• Your objective
Please carry on the Guy Barker interview about his Big Band Christmas concerts at the Royal Albert Hall, starting right after its last line.

• Source document
▼

UKJazz News: After the first Big Band Christmas concert in 2016 (picture above) Sebastian Scotney wrote: “Whisper it quietly, but this could just possibly be the start of a new tradition”. How does that make you feel now that you’re into your sixth Big Band Christmas show at the Royal Albert Hall?

Guy Barker: I feel incredibly happy that this is happening. When I was first asked to do it, I wasn’t sure I wanted to do a Christmas concert. It’s the Albert Hall, it holds 5,000 people. I wasn’t sure I could draw a crowd that big and then somebody said to me: “You don’t have to worry Guy, you’ve got two enormous stars on the bill already – the Albert Hall and Christmas – they’ll sell your tickets!” We are already talking about next year, so it seems to have become a regular Christmas concert.

UKJN: It’s the 150th anniversary of the Royal Albert Hall this year. Have you been given a specific brief?

GB: They invited me to look in their archive – they have kept all the programmes going back years, in pristine condition. I saw that Benny Goodman did a gig in 1971 and I remember my Dad taking me to that concert, it was my first trip to the Albert Hall. For this year’s concert to celebrate the 150th, I’ve taken moments that celebrate jazz and Big Band concerts that have taken place over all these years, as well as all the Christmas music.

UKJN: It sounds like you have great affection for the Hall.

▲

• Recorded data
▼

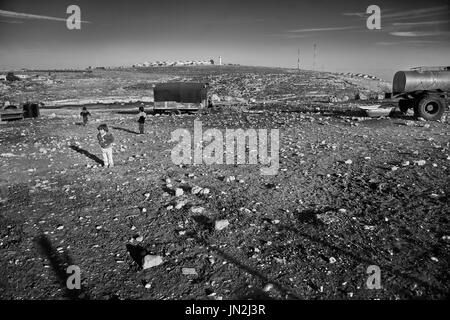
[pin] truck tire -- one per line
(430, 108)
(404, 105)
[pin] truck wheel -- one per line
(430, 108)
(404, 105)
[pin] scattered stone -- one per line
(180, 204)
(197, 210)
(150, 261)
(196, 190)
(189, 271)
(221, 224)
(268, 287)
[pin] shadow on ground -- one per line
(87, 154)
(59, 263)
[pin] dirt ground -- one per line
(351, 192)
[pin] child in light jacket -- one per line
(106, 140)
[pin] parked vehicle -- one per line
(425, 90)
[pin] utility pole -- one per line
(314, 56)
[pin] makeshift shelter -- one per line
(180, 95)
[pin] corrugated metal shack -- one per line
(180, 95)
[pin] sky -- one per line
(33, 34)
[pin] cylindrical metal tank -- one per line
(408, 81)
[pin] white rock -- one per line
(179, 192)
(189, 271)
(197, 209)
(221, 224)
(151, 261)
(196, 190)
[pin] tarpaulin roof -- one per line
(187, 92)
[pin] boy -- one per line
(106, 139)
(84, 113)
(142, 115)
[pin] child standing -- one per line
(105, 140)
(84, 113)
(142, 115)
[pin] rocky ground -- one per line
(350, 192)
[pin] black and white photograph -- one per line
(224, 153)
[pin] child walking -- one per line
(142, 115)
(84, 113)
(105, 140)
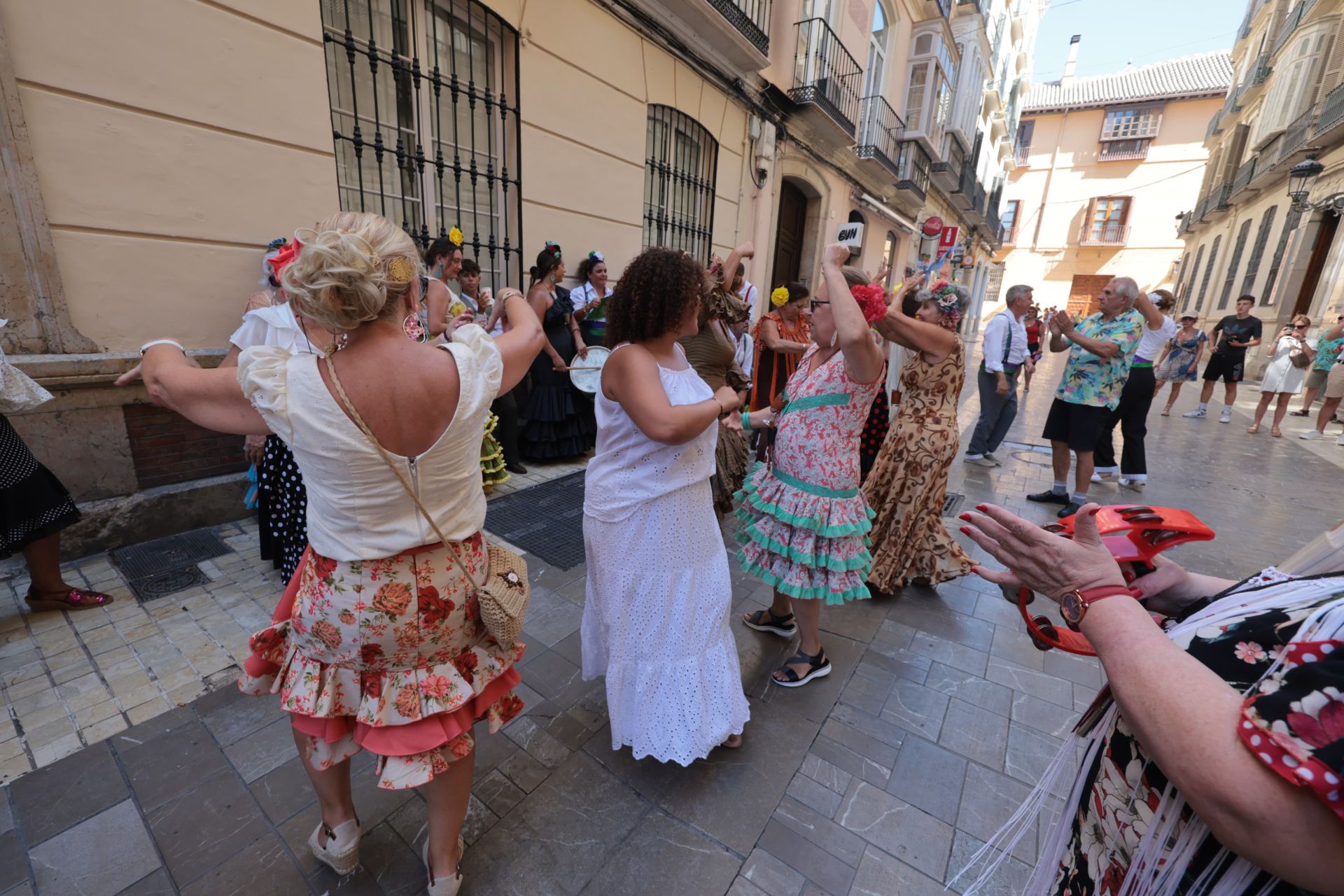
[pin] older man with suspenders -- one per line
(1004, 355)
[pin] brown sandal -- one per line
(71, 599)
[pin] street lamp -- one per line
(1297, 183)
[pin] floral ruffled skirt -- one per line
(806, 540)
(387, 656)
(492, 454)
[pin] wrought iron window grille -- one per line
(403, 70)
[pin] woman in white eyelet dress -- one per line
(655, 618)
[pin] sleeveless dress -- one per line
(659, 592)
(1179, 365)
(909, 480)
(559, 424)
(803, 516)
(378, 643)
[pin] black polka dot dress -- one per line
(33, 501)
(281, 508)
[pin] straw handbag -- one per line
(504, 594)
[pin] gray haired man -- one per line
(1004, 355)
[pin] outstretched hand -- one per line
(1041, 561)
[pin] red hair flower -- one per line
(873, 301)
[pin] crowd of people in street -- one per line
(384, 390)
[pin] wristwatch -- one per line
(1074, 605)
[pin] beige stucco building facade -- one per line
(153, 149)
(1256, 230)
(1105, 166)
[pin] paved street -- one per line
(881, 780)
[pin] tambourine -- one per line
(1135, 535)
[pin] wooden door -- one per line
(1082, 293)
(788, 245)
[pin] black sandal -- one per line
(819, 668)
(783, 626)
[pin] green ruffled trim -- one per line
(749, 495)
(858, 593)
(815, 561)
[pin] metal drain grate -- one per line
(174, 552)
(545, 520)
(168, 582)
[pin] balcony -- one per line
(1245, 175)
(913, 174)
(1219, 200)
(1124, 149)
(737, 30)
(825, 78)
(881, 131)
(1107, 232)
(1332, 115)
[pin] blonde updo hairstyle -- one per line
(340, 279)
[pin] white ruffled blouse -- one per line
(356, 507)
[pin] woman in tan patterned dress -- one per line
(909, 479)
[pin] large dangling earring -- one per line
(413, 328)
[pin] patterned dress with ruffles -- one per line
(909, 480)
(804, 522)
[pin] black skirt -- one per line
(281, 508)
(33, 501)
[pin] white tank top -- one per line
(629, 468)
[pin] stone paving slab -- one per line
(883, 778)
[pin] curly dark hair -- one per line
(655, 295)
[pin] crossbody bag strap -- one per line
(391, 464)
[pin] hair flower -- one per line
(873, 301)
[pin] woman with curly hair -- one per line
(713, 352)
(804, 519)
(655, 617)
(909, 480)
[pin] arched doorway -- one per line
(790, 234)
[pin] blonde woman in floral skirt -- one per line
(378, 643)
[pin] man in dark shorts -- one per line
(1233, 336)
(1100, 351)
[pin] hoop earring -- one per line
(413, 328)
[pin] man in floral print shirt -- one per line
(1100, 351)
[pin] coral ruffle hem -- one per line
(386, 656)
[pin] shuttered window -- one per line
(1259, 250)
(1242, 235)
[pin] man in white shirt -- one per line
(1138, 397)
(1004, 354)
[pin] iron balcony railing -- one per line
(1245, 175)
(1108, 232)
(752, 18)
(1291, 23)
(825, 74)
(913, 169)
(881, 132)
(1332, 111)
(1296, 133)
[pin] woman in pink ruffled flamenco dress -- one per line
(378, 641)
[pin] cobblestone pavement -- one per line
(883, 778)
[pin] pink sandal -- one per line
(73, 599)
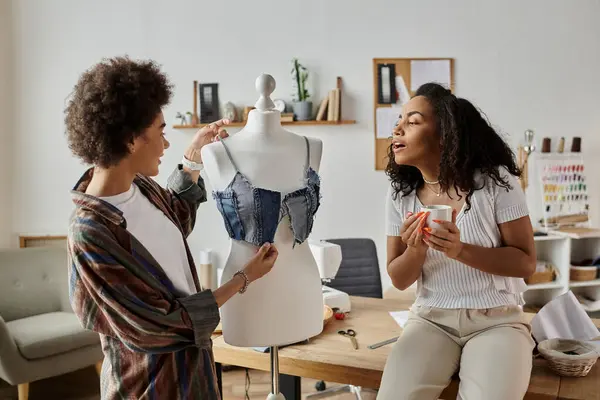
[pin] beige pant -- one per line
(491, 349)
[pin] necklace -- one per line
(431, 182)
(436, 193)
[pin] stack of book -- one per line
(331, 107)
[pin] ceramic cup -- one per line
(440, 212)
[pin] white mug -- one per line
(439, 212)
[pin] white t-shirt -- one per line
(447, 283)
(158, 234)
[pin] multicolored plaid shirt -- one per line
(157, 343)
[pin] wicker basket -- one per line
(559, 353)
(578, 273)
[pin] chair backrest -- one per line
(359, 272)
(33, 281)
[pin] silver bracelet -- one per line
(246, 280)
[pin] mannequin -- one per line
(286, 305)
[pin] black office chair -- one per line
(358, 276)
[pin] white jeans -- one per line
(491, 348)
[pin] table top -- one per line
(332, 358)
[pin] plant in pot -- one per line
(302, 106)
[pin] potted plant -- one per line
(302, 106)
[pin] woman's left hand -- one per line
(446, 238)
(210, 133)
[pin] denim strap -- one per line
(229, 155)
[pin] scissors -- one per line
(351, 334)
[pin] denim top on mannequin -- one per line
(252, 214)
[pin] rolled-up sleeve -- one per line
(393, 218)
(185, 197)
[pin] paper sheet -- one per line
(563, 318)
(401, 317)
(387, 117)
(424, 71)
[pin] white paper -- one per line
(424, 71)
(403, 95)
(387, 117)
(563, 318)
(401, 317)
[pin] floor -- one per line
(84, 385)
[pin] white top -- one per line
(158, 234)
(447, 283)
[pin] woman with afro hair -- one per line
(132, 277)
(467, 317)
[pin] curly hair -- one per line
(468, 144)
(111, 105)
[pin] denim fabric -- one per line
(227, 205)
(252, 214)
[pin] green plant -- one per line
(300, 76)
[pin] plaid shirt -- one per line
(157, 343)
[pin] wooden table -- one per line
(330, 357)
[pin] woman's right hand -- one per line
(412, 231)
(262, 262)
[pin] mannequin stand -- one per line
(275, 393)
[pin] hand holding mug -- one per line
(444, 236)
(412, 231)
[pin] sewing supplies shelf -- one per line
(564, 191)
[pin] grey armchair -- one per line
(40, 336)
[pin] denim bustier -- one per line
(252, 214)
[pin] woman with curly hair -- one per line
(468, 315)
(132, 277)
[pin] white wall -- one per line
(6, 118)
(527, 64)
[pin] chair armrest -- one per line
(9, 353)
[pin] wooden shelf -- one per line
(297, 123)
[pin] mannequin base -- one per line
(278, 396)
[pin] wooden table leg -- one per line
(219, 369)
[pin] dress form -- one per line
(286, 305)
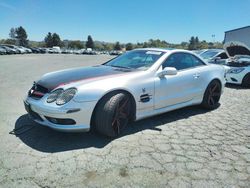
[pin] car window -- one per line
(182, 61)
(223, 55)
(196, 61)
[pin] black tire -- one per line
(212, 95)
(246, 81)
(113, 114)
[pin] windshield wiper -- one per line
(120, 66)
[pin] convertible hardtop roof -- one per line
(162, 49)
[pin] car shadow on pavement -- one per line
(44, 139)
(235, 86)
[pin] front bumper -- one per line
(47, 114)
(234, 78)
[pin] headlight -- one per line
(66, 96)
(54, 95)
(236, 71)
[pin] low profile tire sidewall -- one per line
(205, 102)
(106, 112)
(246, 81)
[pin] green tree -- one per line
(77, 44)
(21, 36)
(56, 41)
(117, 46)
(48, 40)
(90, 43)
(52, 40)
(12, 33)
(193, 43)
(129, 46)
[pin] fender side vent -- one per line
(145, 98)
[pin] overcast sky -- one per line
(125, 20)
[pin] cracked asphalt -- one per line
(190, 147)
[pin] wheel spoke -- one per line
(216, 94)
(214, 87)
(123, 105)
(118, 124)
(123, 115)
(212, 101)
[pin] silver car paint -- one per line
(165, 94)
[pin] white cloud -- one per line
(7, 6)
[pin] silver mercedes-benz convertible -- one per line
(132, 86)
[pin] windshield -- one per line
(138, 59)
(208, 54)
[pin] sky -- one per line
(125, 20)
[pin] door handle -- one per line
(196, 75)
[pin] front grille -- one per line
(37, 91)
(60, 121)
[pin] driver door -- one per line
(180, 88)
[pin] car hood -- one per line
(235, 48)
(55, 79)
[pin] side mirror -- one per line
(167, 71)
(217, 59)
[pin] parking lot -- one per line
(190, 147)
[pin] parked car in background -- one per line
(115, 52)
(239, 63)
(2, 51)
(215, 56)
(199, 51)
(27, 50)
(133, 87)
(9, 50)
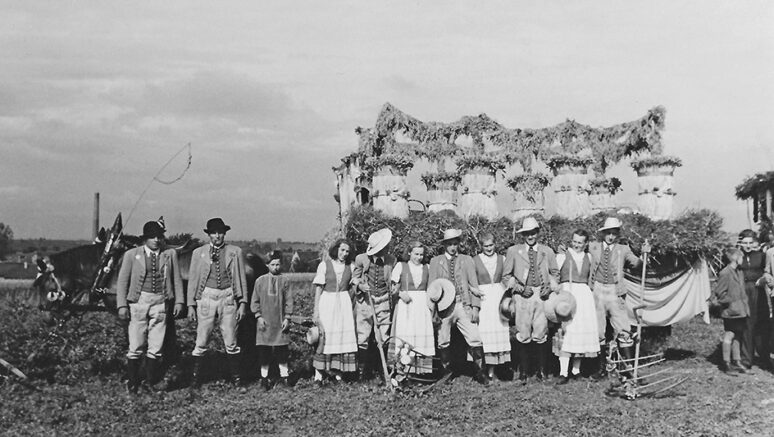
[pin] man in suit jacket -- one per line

▲

• Expected output
GB: When you walk into that amazing space it feels really special. You don’t just do a concert there, it becomes a special occasion. The view from the stage is spectacular. It’s so enormous, it looks like it could swallow you up but in a very welcoming way! And as you walk through the “Bull run” to the stage, it opens up, and every time it looks like it’s welcoming you.

UKJN: So who’s going to be playing this year?

GB: As always, the 38-piece band, plus guests. Clare Teal will be there. Liv Warfield from Chicago, she’s a spectacular performer. And Joe Stilgoe, Tony Momrelle and Giacomo Smith, all of whom are stars in their own right.

UKJN: You’ve got Jazz Voice coming up on 12 November. How do you keep on top of all this work?

GB: You just have to do it and keep on top of it. I get up, practise the trumpet for two hours every day, then I write. It’s a necessity.

Guy Barker, Jazz Voice 2019. Photo copyright Tatiana Gorilovsky

UKJN: So what else have you been working on?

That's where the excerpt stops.